Juin 2021 en Europe et en Asie centrale. Une synthèse de l’état de la liberté d’expression réalisée par Cathal Sheerin. rédacteur régional de l'IFEX, sur la base des rapports des membres de l'IFEX et des nouvelles de la région.
Ceci est une traduction de la version originale de l’article.
En juin, les autorités biélorusses ont intensifié la pression sur les journalistes indépendants, la police d’Istanbul a attaqué des personnes LGBTQI+ et des journalistes lors d’une marche de la fierté et la Hongrie a adopté une législation rappelant la loi russe sur la « propagande gay ». Par ailleurs, le mois a également vu d’importants progrès dans la lutte contre l’impunité en Slovaquie.
Un trou noir pour la liberté des médias
En Biélorussie, le mois de juin a démarré avec deux « aveux » apparemment obtenus sous la contrainte du blogueur et rédacteur en chef de NEXTA en détention, Raman Pratasevich, diffusés cette fois sur les média d’État. Il a « avoué » avoir tenté de renverser le président Loukachenka, a renoncé à son activisme dans l’opposition et a déclaré que la détention préventive était « l’endroit le plus sûr » pour lui. À la fin du mois, Raman Pratasevich a été assigné aux arrêts domicilaires.
[Traduction : #Biélorussie L’interview de Raman Pratasevich à la télévision d’État est diffusée dans un magasin d’électronique à #Minsk. Sur les téléviseurs en vente. Je ne suis pas sûre de pouvoir l’expliquer ou de le comprendre. Quelle cruauté.]
L’Association biélorusse des journalistes (BAJ), membre régional de l’IFEX, a été de nouveau visée ce mois-ci. Le ministère de la Justice a placé cette organisation de la presse indépendante sous enquête et a exigé qu’elle présente plusieurs milliers de documents remontant jusqu’à janvier 2018, notamment des relevés financiers, des listes de membres, des enregistrements de messages entrants et sortants, etc.
Le média indépendant TUT.BY est toujours dans le collimateur des autorités. Mai a vu des perquisitions dans ses bureaux, le blocage de son site Internet et l’arrestation de 12 journalistes. En juin, les autorités ont décidé de designer ce média comme « extrémiste ». Afin de protéger son personnel avant que l’organisation ne soit officiellement accusée d’« extrémisme », TUT.BY a supprimé ses archives sur les médias sociaux pour l’intégralité de 2020 et le premier semestre 2021.
Des nouvelles choquantes ont été enregistrées à la fin du mois lorsque le journaliste détenu Andrej Aliaksandraŭ a été inculpé de haute trahison. S’il est reconnu coupable, il risque jusqu’à 15 ans de prison. Aliaksandraŭ, détenu depuis janvier, était auparavant inculpé d’« organisation et préparation d’actions portant gravement atteinte à l’ordre public ». Ces accusations reposaient sur des allégations selon lesquelles il aurait aidé à payer les amendes de journalistes et de manifestants arrêtés lors des manifestations anti-Loukachenka de l’année dernière. N’eut été la nouvelle accusation, Aliaksandraŭ aurait été libéré en juillet (ayant purgé la durée maximale autorisée en détention préventive dans l’attente de son procès).
==================================================
● À FAIRE
1/ D'après la synthèse sur la liberté d'expression, de quoi le journaliste Andrej Aliaksandraŭ a-t-il été inculpé à la fin du mois ?
2/ Prolongez la synthèse sur la liberté d'expression à partir de sa dernière phrase.

● Données de boîtes englobantes
==================================================
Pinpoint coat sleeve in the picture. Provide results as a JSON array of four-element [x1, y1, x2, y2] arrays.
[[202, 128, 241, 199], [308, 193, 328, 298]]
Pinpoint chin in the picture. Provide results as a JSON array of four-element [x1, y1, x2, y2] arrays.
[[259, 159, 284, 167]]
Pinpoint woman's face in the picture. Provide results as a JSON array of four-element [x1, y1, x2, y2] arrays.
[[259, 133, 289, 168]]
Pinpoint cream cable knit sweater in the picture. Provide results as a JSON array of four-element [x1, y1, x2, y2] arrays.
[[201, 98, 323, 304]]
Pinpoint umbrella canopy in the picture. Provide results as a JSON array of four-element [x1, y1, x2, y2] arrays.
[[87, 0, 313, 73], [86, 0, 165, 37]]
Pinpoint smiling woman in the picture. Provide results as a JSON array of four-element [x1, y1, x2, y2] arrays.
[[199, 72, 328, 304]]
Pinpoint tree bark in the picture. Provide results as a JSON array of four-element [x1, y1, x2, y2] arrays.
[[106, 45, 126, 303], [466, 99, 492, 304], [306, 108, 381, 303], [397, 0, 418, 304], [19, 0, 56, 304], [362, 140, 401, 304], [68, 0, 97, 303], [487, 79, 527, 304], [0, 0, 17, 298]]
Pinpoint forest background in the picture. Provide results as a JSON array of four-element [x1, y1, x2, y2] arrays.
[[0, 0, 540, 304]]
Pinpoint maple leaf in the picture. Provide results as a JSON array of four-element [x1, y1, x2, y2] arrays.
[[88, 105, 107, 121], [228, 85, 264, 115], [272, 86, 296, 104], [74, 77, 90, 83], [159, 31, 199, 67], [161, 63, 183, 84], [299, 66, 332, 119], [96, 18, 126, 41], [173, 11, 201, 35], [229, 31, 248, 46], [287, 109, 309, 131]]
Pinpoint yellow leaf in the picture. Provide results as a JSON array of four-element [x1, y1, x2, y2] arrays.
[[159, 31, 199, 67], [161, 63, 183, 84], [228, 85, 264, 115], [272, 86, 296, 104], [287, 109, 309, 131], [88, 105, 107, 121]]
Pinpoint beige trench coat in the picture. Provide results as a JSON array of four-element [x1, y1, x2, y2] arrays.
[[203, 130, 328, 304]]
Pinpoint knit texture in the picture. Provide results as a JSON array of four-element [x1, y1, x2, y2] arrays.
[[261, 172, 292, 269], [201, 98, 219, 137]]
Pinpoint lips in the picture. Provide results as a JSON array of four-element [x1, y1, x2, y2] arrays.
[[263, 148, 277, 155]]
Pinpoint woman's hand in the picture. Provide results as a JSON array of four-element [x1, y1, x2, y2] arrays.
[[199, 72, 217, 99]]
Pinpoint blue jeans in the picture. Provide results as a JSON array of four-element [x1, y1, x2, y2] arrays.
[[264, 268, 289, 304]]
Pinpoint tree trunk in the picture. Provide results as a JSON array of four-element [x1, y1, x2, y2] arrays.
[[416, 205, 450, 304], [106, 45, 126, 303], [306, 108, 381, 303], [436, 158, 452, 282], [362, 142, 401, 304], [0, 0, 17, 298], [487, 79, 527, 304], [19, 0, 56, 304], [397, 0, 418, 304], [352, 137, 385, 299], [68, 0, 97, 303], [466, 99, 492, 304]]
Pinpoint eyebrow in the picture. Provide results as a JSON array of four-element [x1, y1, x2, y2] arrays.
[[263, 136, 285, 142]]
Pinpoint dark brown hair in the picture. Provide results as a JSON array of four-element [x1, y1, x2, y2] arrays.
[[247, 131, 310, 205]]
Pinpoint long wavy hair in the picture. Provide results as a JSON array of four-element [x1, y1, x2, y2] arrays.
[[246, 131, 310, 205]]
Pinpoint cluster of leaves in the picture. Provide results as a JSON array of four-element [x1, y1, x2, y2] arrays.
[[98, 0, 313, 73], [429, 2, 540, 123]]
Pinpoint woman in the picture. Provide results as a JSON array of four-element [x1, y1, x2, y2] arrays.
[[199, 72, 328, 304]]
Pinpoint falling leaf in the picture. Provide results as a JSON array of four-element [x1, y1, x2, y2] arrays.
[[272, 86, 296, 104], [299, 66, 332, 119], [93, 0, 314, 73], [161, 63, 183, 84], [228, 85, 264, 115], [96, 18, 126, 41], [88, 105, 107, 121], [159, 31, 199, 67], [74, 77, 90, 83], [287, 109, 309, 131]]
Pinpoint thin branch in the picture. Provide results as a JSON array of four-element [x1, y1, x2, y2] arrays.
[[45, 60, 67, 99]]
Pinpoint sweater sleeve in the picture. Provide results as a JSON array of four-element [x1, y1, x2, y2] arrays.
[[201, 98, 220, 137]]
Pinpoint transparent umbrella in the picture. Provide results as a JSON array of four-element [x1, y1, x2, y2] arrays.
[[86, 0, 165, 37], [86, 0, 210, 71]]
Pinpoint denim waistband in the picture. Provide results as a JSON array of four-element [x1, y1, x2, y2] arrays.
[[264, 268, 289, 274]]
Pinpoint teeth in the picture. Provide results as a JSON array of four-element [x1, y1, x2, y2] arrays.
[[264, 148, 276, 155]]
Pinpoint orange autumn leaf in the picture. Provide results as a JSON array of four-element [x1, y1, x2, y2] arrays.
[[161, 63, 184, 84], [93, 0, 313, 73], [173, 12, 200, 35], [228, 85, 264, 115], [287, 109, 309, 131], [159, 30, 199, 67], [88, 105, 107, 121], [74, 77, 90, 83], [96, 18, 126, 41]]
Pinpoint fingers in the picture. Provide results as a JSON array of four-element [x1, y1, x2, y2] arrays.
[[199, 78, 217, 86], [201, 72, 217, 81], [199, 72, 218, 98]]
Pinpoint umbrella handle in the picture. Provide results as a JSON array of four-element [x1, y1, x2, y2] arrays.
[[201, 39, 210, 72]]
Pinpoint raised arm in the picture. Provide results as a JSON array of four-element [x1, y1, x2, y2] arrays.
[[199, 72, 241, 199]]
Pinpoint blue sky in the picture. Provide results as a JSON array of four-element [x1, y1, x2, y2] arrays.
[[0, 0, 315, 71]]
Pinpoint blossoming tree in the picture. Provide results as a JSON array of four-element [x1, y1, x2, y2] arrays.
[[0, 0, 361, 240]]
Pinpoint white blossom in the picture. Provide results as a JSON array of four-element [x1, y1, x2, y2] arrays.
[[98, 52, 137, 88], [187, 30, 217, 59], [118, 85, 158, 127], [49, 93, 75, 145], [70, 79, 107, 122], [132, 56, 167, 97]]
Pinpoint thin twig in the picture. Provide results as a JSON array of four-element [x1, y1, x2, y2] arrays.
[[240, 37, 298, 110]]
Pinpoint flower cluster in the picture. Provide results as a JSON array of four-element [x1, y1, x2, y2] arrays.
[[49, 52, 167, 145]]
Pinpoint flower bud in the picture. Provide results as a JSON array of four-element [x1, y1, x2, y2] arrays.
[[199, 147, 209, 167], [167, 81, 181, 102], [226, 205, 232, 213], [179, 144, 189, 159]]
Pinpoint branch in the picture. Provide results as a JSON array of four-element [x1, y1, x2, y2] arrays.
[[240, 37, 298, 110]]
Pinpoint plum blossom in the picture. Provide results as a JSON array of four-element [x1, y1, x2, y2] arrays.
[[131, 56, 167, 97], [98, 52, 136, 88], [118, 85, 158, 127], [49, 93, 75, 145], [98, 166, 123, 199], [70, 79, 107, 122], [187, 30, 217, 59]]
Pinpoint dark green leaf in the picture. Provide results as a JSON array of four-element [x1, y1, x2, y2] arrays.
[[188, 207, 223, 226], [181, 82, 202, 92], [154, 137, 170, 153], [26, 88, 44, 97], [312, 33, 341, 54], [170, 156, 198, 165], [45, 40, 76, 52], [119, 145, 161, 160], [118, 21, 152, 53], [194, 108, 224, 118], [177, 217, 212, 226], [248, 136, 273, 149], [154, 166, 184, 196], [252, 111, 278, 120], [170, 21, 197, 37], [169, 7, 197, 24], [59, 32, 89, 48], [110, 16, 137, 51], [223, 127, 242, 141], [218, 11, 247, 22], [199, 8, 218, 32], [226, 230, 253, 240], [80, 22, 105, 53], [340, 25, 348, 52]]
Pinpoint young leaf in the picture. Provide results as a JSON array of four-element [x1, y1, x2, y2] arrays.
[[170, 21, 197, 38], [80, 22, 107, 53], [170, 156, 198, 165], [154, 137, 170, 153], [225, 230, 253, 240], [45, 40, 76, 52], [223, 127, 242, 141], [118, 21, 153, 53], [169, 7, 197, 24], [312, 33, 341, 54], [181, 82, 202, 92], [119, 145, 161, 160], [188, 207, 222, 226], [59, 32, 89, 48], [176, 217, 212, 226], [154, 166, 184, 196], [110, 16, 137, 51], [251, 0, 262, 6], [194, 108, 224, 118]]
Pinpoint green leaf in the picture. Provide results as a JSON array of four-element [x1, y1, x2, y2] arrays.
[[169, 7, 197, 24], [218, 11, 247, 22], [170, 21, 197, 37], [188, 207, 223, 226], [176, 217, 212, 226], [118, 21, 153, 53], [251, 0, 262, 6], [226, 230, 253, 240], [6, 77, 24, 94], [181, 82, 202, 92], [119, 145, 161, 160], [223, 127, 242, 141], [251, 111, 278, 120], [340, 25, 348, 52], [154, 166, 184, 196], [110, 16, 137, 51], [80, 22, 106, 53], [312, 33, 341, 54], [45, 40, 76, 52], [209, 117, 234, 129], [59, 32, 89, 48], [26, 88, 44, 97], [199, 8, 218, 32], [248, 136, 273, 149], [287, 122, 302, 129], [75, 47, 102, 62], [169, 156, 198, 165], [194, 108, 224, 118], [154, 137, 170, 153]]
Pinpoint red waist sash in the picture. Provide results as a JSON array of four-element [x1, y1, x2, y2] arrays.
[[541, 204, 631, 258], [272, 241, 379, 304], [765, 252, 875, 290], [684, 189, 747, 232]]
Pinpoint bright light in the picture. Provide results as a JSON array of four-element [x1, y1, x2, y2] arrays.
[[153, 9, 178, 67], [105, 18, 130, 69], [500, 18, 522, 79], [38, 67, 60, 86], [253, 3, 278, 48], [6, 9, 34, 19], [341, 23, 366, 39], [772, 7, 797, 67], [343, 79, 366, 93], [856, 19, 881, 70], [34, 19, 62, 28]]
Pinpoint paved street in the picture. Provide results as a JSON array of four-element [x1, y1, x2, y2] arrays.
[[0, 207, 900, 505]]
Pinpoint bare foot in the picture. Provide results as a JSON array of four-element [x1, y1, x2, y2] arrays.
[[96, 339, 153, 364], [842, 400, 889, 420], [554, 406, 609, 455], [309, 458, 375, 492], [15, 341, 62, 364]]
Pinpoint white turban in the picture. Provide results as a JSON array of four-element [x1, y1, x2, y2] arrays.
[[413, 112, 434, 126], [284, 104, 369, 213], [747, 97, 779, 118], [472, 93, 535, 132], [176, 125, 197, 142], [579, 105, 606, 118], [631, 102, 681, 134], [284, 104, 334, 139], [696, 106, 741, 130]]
==================================================
● RÉPONSES
1/ Il a été inculpé de haute trahison.

2/
Le mois de juin a également vu :
- Les membres de l’IFEX lancer un appel collectif à la communauté internationale pour que le respect de la liberté de la presse soit la pierre angulaire de toutes les demandes adressées à la Biélorussie. La déclaration a appelé également à l’utilisation de sanctions ciblées contre des membres du régime Loukachenka à titre individuel (afin d’éviter d’infliger au peuple biélorusse le préjudice que des sanctions générales pourraient avoir) et à un soutien accru aux journalistes menacés en Biélorussie.
- Le Royaume-Uni, les États-Unis, le Canada et l’UE travailler en parallèle pour imposer des sanctions contre 11 individus et 2 entités du régime biélorusse. Les sanctions interviennent en réponse à la détention de Raman Pratasevich et de Sofia Sapega.
- Les membres de l’IFEX et d’autres groupes de défense des droits demander – avant la 47e session du Conseil des droits de l’homme des Nations unies – le renouvellement du mandat du rapporteur spécial sur la Biélorussie.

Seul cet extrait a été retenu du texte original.